Extracted records >>
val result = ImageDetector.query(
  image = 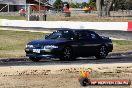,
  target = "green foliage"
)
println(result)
[81,2,88,8]
[53,0,63,11]
[89,0,96,10]
[113,0,132,10]
[70,3,77,8]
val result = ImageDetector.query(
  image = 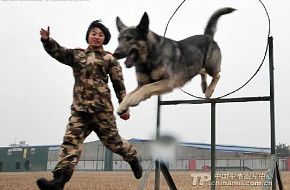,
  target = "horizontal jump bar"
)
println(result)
[160,96,271,105]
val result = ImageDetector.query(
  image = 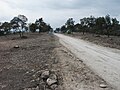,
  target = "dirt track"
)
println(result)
[55,34,120,90]
[0,33,113,90]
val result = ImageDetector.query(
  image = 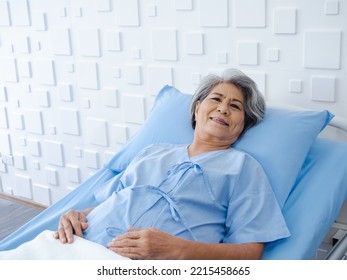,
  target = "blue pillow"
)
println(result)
[263,138,347,260]
[106,86,333,207]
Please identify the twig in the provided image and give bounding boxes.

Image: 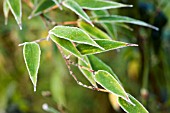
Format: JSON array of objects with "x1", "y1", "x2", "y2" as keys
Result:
[{"x1": 57, "y1": 45, "x2": 109, "y2": 93}]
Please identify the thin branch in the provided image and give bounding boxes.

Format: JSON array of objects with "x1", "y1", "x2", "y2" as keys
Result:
[{"x1": 57, "y1": 45, "x2": 110, "y2": 93}]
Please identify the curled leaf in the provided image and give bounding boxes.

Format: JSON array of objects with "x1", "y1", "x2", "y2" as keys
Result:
[
  {"x1": 88, "y1": 55, "x2": 120, "y2": 83},
  {"x1": 77, "y1": 39, "x2": 137, "y2": 55},
  {"x1": 78, "y1": 21, "x2": 111, "y2": 39},
  {"x1": 49, "y1": 26, "x2": 103, "y2": 49},
  {"x1": 92, "y1": 15, "x2": 159, "y2": 30}
]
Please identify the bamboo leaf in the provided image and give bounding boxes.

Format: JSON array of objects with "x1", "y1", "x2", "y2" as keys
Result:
[
  {"x1": 42, "y1": 103, "x2": 60, "y2": 113},
  {"x1": 63, "y1": 0, "x2": 94, "y2": 26},
  {"x1": 92, "y1": 10, "x2": 117, "y2": 40},
  {"x1": 49, "y1": 26, "x2": 103, "y2": 49},
  {"x1": 88, "y1": 55, "x2": 120, "y2": 83},
  {"x1": 94, "y1": 70, "x2": 130, "y2": 102},
  {"x1": 50, "y1": 34, "x2": 82, "y2": 59},
  {"x1": 7, "y1": 0, "x2": 22, "y2": 29},
  {"x1": 29, "y1": 0, "x2": 55, "y2": 19},
  {"x1": 23, "y1": 42, "x2": 41, "y2": 91},
  {"x1": 75, "y1": 0, "x2": 132, "y2": 10},
  {"x1": 77, "y1": 39, "x2": 137, "y2": 55},
  {"x1": 52, "y1": 0, "x2": 62, "y2": 10},
  {"x1": 3, "y1": 0, "x2": 9, "y2": 25},
  {"x1": 78, "y1": 21, "x2": 111, "y2": 39},
  {"x1": 78, "y1": 56, "x2": 97, "y2": 87},
  {"x1": 92, "y1": 15, "x2": 159, "y2": 30},
  {"x1": 118, "y1": 94, "x2": 149, "y2": 113}
]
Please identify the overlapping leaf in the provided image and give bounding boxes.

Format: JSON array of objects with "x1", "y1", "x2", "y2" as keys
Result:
[
  {"x1": 29, "y1": 0, "x2": 55, "y2": 18},
  {"x1": 88, "y1": 55, "x2": 120, "y2": 83},
  {"x1": 92, "y1": 10, "x2": 117, "y2": 39},
  {"x1": 7, "y1": 0, "x2": 22, "y2": 29},
  {"x1": 50, "y1": 34, "x2": 82, "y2": 59},
  {"x1": 49, "y1": 26, "x2": 103, "y2": 49},
  {"x1": 52, "y1": 0, "x2": 62, "y2": 10},
  {"x1": 94, "y1": 70, "x2": 131, "y2": 104},
  {"x1": 23, "y1": 42, "x2": 41, "y2": 91},
  {"x1": 78, "y1": 56, "x2": 97, "y2": 87},
  {"x1": 118, "y1": 94, "x2": 149, "y2": 113},
  {"x1": 63, "y1": 0, "x2": 93, "y2": 26},
  {"x1": 75, "y1": 0, "x2": 132, "y2": 10},
  {"x1": 77, "y1": 39, "x2": 137, "y2": 55},
  {"x1": 92, "y1": 15, "x2": 158, "y2": 30},
  {"x1": 78, "y1": 21, "x2": 111, "y2": 39}
]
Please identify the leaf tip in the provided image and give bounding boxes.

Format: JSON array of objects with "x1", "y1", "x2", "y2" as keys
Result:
[
  {"x1": 28, "y1": 15, "x2": 32, "y2": 19},
  {"x1": 5, "y1": 18, "x2": 8, "y2": 25},
  {"x1": 34, "y1": 85, "x2": 37, "y2": 92},
  {"x1": 126, "y1": 43, "x2": 138, "y2": 46},
  {"x1": 18, "y1": 23, "x2": 22, "y2": 30}
]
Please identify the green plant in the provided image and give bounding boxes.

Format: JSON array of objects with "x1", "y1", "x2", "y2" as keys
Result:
[{"x1": 4, "y1": 0, "x2": 158, "y2": 113}]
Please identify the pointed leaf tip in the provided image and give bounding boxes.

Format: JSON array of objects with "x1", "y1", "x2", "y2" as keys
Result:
[{"x1": 94, "y1": 70, "x2": 129, "y2": 101}]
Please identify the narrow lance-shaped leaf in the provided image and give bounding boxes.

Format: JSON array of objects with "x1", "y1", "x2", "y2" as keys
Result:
[
  {"x1": 52, "y1": 0, "x2": 62, "y2": 10},
  {"x1": 49, "y1": 26, "x2": 103, "y2": 49},
  {"x1": 94, "y1": 70, "x2": 132, "y2": 104},
  {"x1": 78, "y1": 56, "x2": 97, "y2": 87},
  {"x1": 78, "y1": 21, "x2": 111, "y2": 39},
  {"x1": 29, "y1": 0, "x2": 55, "y2": 19},
  {"x1": 50, "y1": 34, "x2": 82, "y2": 59},
  {"x1": 7, "y1": 0, "x2": 22, "y2": 29},
  {"x1": 88, "y1": 55, "x2": 120, "y2": 83},
  {"x1": 3, "y1": 0, "x2": 9, "y2": 25},
  {"x1": 75, "y1": 0, "x2": 132, "y2": 10},
  {"x1": 92, "y1": 10, "x2": 117, "y2": 40},
  {"x1": 42, "y1": 103, "x2": 60, "y2": 113},
  {"x1": 118, "y1": 94, "x2": 149, "y2": 113},
  {"x1": 92, "y1": 15, "x2": 159, "y2": 30},
  {"x1": 23, "y1": 42, "x2": 41, "y2": 91},
  {"x1": 63, "y1": 0, "x2": 94, "y2": 26},
  {"x1": 77, "y1": 39, "x2": 137, "y2": 55}
]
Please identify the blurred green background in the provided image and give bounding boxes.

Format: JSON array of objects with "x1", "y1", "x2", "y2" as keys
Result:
[{"x1": 0, "y1": 0, "x2": 170, "y2": 113}]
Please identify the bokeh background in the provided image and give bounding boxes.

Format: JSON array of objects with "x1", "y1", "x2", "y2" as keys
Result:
[{"x1": 0, "y1": 0, "x2": 170, "y2": 113}]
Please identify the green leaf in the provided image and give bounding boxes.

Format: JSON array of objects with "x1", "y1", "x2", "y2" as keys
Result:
[
  {"x1": 52, "y1": 0, "x2": 62, "y2": 10},
  {"x1": 3, "y1": 0, "x2": 9, "y2": 25},
  {"x1": 29, "y1": 0, "x2": 55, "y2": 19},
  {"x1": 78, "y1": 56, "x2": 97, "y2": 87},
  {"x1": 92, "y1": 10, "x2": 117, "y2": 39},
  {"x1": 118, "y1": 94, "x2": 149, "y2": 113},
  {"x1": 49, "y1": 26, "x2": 103, "y2": 49},
  {"x1": 23, "y1": 42, "x2": 41, "y2": 91},
  {"x1": 75, "y1": 0, "x2": 132, "y2": 10},
  {"x1": 63, "y1": 0, "x2": 93, "y2": 26},
  {"x1": 78, "y1": 21, "x2": 111, "y2": 39},
  {"x1": 7, "y1": 0, "x2": 22, "y2": 29},
  {"x1": 42, "y1": 103, "x2": 60, "y2": 113},
  {"x1": 88, "y1": 55, "x2": 120, "y2": 83},
  {"x1": 94, "y1": 70, "x2": 130, "y2": 102},
  {"x1": 77, "y1": 39, "x2": 137, "y2": 55},
  {"x1": 92, "y1": 15, "x2": 159, "y2": 30},
  {"x1": 50, "y1": 34, "x2": 82, "y2": 59}
]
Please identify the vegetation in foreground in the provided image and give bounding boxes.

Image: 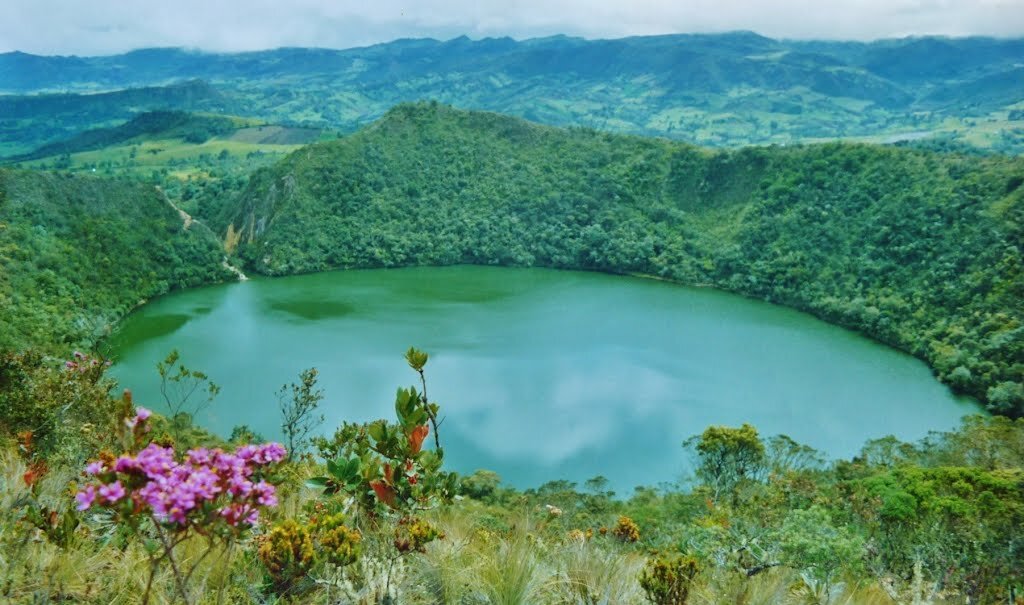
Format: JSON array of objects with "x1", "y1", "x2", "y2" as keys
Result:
[
  {"x1": 224, "y1": 103, "x2": 1024, "y2": 416},
  {"x1": 0, "y1": 32, "x2": 1024, "y2": 156},
  {"x1": 0, "y1": 349, "x2": 1024, "y2": 605},
  {"x1": 0, "y1": 169, "x2": 233, "y2": 353}
]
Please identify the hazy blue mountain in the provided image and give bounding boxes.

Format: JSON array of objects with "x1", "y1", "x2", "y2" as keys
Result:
[{"x1": 0, "y1": 32, "x2": 1024, "y2": 155}]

Task brief >> Quote exactly, and only, the lines from the one containing "Please identify the vegetation" through the last line of the records above, both included; leave out any pictures.

Finished task >>
Please identify the vegetation in foreground in the provided image and give bounding boxes.

Image: 
Format: JSON array of objects with "x1", "y1", "x2", "y2" as keys
Result:
[
  {"x1": 224, "y1": 103, "x2": 1024, "y2": 416},
  {"x1": 0, "y1": 32, "x2": 1024, "y2": 156},
  {"x1": 0, "y1": 349, "x2": 1024, "y2": 605},
  {"x1": 0, "y1": 169, "x2": 233, "y2": 353}
]
Please identify the hazy blue mountain in the provided image and give bounding boxes.

Format: JSON array of objects with "x1", "y1", "x2", "y2" as keys
Result:
[{"x1": 0, "y1": 32, "x2": 1024, "y2": 155}]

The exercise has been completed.